[DATA TO PROCESS]

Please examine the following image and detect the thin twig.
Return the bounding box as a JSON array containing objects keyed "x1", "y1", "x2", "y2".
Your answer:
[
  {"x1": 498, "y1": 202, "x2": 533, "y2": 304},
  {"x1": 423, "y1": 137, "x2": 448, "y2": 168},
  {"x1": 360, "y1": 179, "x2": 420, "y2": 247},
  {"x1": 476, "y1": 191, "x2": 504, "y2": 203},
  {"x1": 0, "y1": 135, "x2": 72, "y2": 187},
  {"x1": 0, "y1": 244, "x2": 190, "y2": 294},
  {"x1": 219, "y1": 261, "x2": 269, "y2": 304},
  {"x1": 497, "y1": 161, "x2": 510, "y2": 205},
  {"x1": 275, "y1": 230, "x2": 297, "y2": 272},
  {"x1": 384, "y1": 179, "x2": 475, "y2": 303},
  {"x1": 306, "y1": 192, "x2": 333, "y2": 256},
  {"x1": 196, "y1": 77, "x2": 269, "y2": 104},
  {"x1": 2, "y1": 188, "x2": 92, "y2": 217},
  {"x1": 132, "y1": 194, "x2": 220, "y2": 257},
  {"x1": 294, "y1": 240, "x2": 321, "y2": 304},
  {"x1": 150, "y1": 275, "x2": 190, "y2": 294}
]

[/DATA TO PROCESS]

[WHAT NEEDS TO BE DONE]
Set every line down again exactly. Begin with the first line of the entries and finish with the line containing "Return the bounding".

[TASK RESPONSE]
Please examine the following image and detect the thin twig.
Return the bounding box as a JSON array containing objects keyed "x1", "y1", "x2", "y2".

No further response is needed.